### EXERCISE PROMPT
Reproduce the entries verbatim; no pictures.

(RECORDED INFORMATION)

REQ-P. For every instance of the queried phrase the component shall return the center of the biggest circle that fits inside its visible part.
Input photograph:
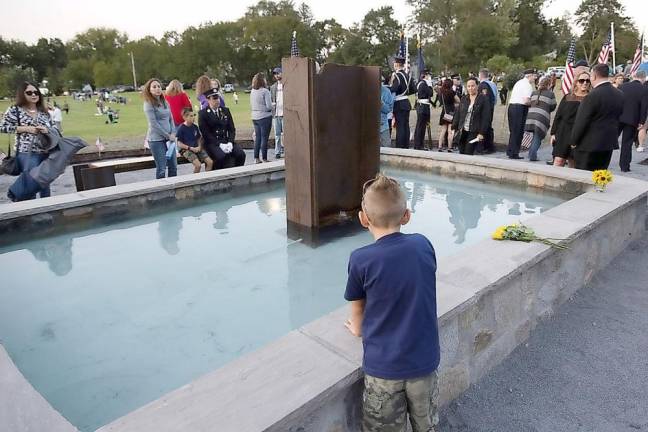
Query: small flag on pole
(100, 145)
(294, 50)
(568, 77)
(636, 62)
(605, 49)
(420, 62)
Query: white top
(56, 115)
(521, 90)
(279, 107)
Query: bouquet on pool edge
(521, 232)
(602, 178)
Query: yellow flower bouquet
(601, 179)
(520, 232)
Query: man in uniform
(402, 86)
(456, 85)
(423, 100)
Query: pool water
(104, 320)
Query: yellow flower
(499, 233)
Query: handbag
(446, 115)
(527, 138)
(9, 164)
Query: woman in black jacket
(217, 129)
(472, 120)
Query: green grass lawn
(131, 129)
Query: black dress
(563, 124)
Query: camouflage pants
(387, 404)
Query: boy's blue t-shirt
(396, 276)
(188, 135)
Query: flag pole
(613, 50)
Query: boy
(392, 290)
(190, 142)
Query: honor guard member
(402, 86)
(217, 128)
(423, 100)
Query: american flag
(294, 50)
(568, 76)
(605, 49)
(636, 62)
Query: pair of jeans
(27, 161)
(535, 145)
(278, 135)
(158, 150)
(517, 117)
(262, 133)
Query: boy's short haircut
(383, 202)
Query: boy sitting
(190, 142)
(392, 289)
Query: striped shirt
(25, 142)
(543, 102)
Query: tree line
(457, 36)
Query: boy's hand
(353, 328)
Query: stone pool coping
(488, 302)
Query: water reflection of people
(271, 206)
(465, 212)
(169, 232)
(514, 210)
(418, 193)
(222, 220)
(57, 253)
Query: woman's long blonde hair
(174, 88)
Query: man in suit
(644, 130)
(595, 131)
(402, 86)
(634, 114)
(489, 89)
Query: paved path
(585, 369)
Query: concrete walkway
(585, 369)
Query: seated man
(218, 132)
(190, 142)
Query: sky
(30, 20)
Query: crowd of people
(171, 127)
(601, 113)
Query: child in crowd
(392, 289)
(190, 142)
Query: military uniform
(402, 86)
(423, 101)
(217, 127)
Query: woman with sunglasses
(160, 128)
(564, 121)
(28, 119)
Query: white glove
(227, 148)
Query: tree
(595, 17)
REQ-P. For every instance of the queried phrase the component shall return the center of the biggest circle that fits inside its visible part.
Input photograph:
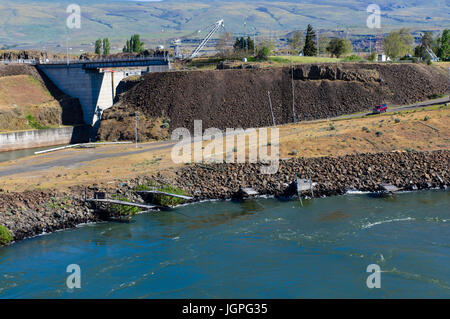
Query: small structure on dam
(94, 82)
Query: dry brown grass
(315, 139)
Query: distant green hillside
(42, 24)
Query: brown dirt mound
(239, 98)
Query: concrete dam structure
(94, 83)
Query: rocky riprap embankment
(31, 213)
(333, 175)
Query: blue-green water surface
(262, 248)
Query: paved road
(75, 158)
(69, 158)
(401, 108)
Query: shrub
(5, 235)
(33, 123)
(124, 210)
(163, 200)
(263, 53)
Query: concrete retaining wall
(37, 138)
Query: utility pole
(271, 109)
(318, 45)
(136, 115)
(67, 50)
(293, 96)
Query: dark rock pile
(333, 175)
(238, 98)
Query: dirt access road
(104, 163)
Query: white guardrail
(72, 61)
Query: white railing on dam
(107, 60)
(164, 58)
(19, 61)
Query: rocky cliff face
(239, 98)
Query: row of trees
(102, 46)
(335, 47)
(134, 44)
(400, 43)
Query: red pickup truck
(380, 109)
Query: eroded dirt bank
(239, 98)
(32, 213)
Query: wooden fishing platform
(248, 192)
(122, 203)
(389, 188)
(156, 192)
(304, 185)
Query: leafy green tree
(134, 44)
(427, 40)
(419, 51)
(310, 48)
(98, 46)
(324, 41)
(339, 46)
(398, 43)
(265, 50)
(106, 46)
(443, 51)
(263, 53)
(250, 45)
(296, 42)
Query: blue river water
(263, 248)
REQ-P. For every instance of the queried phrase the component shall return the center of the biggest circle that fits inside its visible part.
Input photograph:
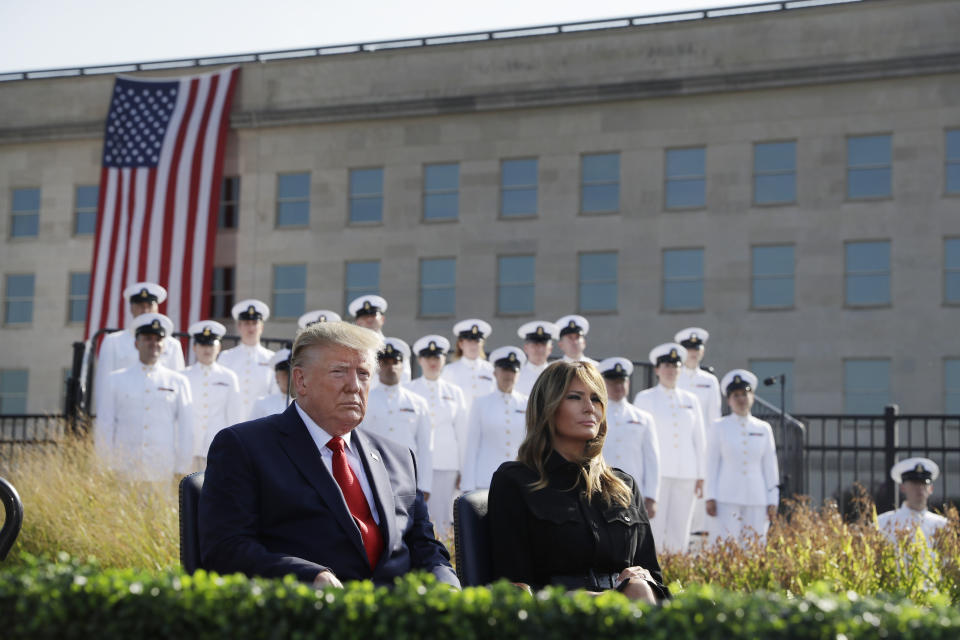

(End RECORDED INFORMATION)

### OUTPUT BELOW
REQ-P. For every instance of the queried phrase the component shall return the center of the biggest circle that fits inside its visible part.
Input photograph:
Query: small flag on pole
(100, 145)
(294, 50)
(568, 77)
(636, 62)
(605, 49)
(420, 62)
Query: white top
(56, 115)
(521, 90)
(279, 107)
Query: bouquet on pool edge
(521, 232)
(602, 178)
Query: yellow flower bouquet
(601, 179)
(520, 232)
Query: man in uniform
(402, 86)
(456, 85)
(423, 100)
Query: pool water
(104, 320)
Query: yellow flower
(499, 233)
Query: handbag
(446, 115)
(527, 138)
(9, 164)
Query: woman in black jacket
(217, 129)
(472, 120)
Query: green grass lawn
(131, 129)
Query: black dress
(563, 124)
Query: camouflage pants
(387, 404)
Query: boy's blue t-shirt
(396, 276)
(188, 135)
Query: flag pole
(613, 50)
Query: boy
(392, 290)
(190, 142)
Query: honor guard member
(402, 86)
(217, 128)
(423, 100)
Query: american flag
(294, 50)
(568, 76)
(605, 49)
(636, 62)
Query: pair of jeans
(27, 161)
(535, 145)
(278, 135)
(158, 150)
(517, 117)
(262, 133)
Query: boy's short haircut
(383, 202)
Query: boy sitting
(190, 142)
(392, 289)
Query: striped shirt
(25, 142)
(543, 102)
Query: tree line
(457, 36)
Query: boy's hand
(353, 328)
Query: stone pool coping
(488, 302)
Query: water reflection of people
(271, 206)
(465, 212)
(169, 232)
(514, 210)
(418, 193)
(222, 220)
(57, 253)
Query: woman's long blonde hair
(174, 88)
Query: man in suit
(644, 130)
(595, 131)
(402, 86)
(634, 114)
(489, 89)
Query: paved path
(585, 369)
Query: concrete walkway
(585, 369)
Query: seated man
(218, 132)
(190, 142)
Query: sky
(30, 20)
Query: crowd of people
(171, 127)
(601, 113)
Query: child in crowd
(392, 289)
(190, 142)
Query: military uniform
(402, 86)
(423, 101)
(217, 127)
Query: woman with sunglasses
(160, 128)
(564, 121)
(28, 119)
Query: white glove
(227, 148)
Query: tree
(595, 17)
REQ-P. For every instance of the queried phrase the component shall return the center of the biggest circle that fits inside its visible part.
Input photograph:
Query: small structure on dam
(94, 82)
Query: dry brown grass
(315, 139)
Query: distant green hillside
(42, 24)
Query: brown dirt mound
(239, 98)
Query: concrete dam structure
(94, 83)
Query: rocky riprap embankment
(31, 213)
(333, 175)
Query: blue-green water surface
(262, 248)
Query: paved road
(75, 158)
(69, 158)
(401, 108)
Query: shrub
(5, 235)
(33, 123)
(124, 210)
(163, 200)
(263, 53)
Query: concrete retaining wall
(37, 138)
Query: utility pole
(271, 109)
(318, 45)
(136, 115)
(67, 50)
(293, 96)
Query: dark rock pile
(333, 175)
(238, 98)
Query: dirt access road
(104, 163)
Query: white guardrail
(72, 61)
Query: white railing on dam
(107, 60)
(164, 58)
(19, 61)
Query: rocky cliff face
(239, 98)
Query: row of trees
(102, 46)
(335, 47)
(134, 44)
(400, 43)
Query: red pickup truck
(380, 109)
Query: eroded dirt bank
(239, 98)
(32, 213)
Query: wooden fishing platform
(248, 192)
(122, 203)
(389, 188)
(156, 192)
(304, 185)
Query: leafy green tree
(134, 44)
(427, 40)
(419, 51)
(310, 48)
(98, 46)
(324, 41)
(339, 46)
(398, 43)
(265, 50)
(106, 46)
(443, 51)
(263, 53)
(250, 45)
(296, 42)
Query: blue river water
(263, 248)
REQ-P. For every instance of the queried phrase the component shall return the center of the biggest circle that fits inside its visible part.
Input photograph:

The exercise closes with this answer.